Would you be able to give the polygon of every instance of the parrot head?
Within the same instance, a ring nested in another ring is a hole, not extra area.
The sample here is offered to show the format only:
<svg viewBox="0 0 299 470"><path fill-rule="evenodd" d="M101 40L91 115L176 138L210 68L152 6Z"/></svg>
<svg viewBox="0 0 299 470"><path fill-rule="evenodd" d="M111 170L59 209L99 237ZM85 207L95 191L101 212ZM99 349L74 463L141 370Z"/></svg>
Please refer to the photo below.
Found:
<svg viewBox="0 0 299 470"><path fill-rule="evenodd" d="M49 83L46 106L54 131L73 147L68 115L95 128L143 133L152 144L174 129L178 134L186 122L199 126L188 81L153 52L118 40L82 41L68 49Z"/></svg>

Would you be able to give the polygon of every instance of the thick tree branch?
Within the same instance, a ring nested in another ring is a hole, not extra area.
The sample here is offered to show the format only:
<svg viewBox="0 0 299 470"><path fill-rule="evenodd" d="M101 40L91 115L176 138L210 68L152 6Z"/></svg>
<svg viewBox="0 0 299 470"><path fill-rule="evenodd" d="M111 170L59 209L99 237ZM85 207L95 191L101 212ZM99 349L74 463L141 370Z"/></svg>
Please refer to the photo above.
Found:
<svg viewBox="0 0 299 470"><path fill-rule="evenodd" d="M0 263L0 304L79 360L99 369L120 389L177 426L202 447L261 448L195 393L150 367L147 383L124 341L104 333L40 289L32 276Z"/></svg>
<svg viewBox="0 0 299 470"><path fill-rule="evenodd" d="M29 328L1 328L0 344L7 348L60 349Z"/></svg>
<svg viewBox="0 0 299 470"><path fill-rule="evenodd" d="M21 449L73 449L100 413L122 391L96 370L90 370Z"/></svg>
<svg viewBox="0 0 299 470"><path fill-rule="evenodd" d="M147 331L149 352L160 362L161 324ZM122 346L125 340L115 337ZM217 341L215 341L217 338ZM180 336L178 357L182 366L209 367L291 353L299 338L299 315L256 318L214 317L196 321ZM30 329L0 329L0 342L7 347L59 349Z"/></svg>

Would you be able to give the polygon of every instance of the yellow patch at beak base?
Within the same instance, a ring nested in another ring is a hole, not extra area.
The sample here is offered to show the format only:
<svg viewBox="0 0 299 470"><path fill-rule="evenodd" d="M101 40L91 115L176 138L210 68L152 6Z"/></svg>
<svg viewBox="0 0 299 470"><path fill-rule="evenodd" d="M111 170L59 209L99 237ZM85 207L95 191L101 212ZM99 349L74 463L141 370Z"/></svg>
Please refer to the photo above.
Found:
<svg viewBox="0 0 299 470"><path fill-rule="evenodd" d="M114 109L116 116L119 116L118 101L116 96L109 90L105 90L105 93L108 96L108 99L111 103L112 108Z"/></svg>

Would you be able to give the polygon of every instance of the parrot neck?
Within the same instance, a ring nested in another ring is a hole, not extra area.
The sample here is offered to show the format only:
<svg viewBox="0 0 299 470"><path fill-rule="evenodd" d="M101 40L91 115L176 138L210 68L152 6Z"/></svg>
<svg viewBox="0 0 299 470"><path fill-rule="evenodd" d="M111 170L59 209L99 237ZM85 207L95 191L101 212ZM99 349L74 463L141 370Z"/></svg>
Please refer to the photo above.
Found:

——————————

Using the listing above, please repeat every entry exactly.

> **EXERCISE ANSWER**:
Would you be able to give the polygon of every instance of the parrot head?
Within the same instance, a ring nested in another ring is a hole, not extra area.
The sample here is offered to show the format only:
<svg viewBox="0 0 299 470"><path fill-rule="evenodd" d="M101 40L91 115L176 138L210 68L152 6Z"/></svg>
<svg viewBox="0 0 299 470"><path fill-rule="evenodd" d="M111 170L59 209L99 237ZM85 207L95 191L101 212ZM99 349L74 463L141 370Z"/></svg>
Please refer to the photo below.
Found:
<svg viewBox="0 0 299 470"><path fill-rule="evenodd" d="M49 83L46 106L54 131L73 147L68 115L95 128L143 133L152 144L174 129L178 134L186 122L199 126L188 81L153 52L118 40L82 41L68 49Z"/></svg>

Would you be able to give the polygon of every instance of the thick tree branch?
Within the same instance, a ring nested in another ring is a hole, not extra area.
The sample here is offered to show the format only:
<svg viewBox="0 0 299 470"><path fill-rule="evenodd" d="M101 40L91 115L176 138L210 68L152 6Z"/></svg>
<svg viewBox="0 0 299 470"><path fill-rule="evenodd" d="M111 170L59 209L99 237ZM85 207L95 191L101 212ZM99 349L74 463L141 370Z"/></svg>
Please refer to the photo above.
Found:
<svg viewBox="0 0 299 470"><path fill-rule="evenodd" d="M0 263L0 304L79 360L99 369L120 389L177 426L202 447L261 448L195 393L150 367L147 383L124 341L104 333L40 289L32 276Z"/></svg>
<svg viewBox="0 0 299 470"><path fill-rule="evenodd" d="M29 328L1 328L0 344L7 348L60 349Z"/></svg>
<svg viewBox="0 0 299 470"><path fill-rule="evenodd" d="M21 449L73 449L100 413L122 391L96 370L90 370Z"/></svg>
<svg viewBox="0 0 299 470"><path fill-rule="evenodd" d="M147 331L149 352L160 362L161 324ZM122 346L125 340L115 337ZM217 341L215 341L217 338ZM180 336L178 357L182 366L209 367L291 353L299 338L299 315L256 318L214 317L196 321ZM30 329L0 329L0 342L7 347L59 349Z"/></svg>

Would you be able to give the polygon of every instance of the yellow patch at beak base?
Within the same instance, a ring nested in another ring is a hole, not extra area.
The sample here is offered to show the format only:
<svg viewBox="0 0 299 470"><path fill-rule="evenodd" d="M101 40L91 115L176 138L210 68L152 6Z"/></svg>
<svg viewBox="0 0 299 470"><path fill-rule="evenodd" d="M111 170L59 209L99 237ZM85 207L95 191L101 212ZM99 349L74 463L141 370Z"/></svg>
Please refer to the photo above.
Found:
<svg viewBox="0 0 299 470"><path fill-rule="evenodd" d="M114 109L116 116L119 116L118 101L116 96L109 90L105 90L105 93L108 96L108 99L111 103L112 108Z"/></svg>

Would you be able to give the polygon of every instance of the parrot neck?
Within the same instance, a ring nested in another ring is a hole, not extra area.
The sample here is offered to show the format only:
<svg viewBox="0 0 299 470"><path fill-rule="evenodd" d="M101 40L91 115L176 138L210 68L152 6Z"/></svg>
<svg viewBox="0 0 299 470"><path fill-rule="evenodd" d="M111 170L59 209L99 237ZM85 207L95 191L101 212ZM99 349L74 463L141 370Z"/></svg>
Please refer to the photo above.
Found:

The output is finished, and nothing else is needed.